Work item:
Leave the images out and repeat the data exactly as given.

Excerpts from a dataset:
══════
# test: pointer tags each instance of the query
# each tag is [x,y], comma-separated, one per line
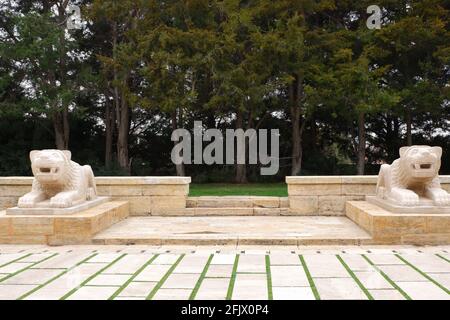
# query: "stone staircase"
[231,206]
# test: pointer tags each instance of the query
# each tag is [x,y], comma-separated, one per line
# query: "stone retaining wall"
[143,193]
[327,195]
══════
Response to the exercise:
# test: pointer tags each instance of the query
# each tag is [x,y], comma-separated, one per line
# query: "stone staircase"
[231,206]
# test: pointer tags each instance of the query
# each tag is [x,y], comma-separated, one per line
# query: "stone retaining wall"
[143,193]
[327,195]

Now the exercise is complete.